▸ **STORED ROWS**
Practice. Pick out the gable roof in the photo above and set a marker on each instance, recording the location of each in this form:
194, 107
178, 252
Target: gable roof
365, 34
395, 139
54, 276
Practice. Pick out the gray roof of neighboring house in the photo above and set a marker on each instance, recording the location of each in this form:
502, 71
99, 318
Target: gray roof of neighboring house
==
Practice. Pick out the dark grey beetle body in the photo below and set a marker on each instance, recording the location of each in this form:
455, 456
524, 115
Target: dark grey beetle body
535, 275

▸ **DIRECTIVE**
Convert the rows above into a numbered list, starting at the line containing "Practice. Pick out the gray" and ending at the line containing "Target: gray roof of neighboring house", both included, and leave out any blank lines.

▸ **WORKED ANSWER**
1. Practice. Pick out the gray roof of neighboring house in the photo above and set a marker on each instance, recording the location of each in this form:
2. 502, 71
3. 99, 318
4. Target: gray roof of neighboring house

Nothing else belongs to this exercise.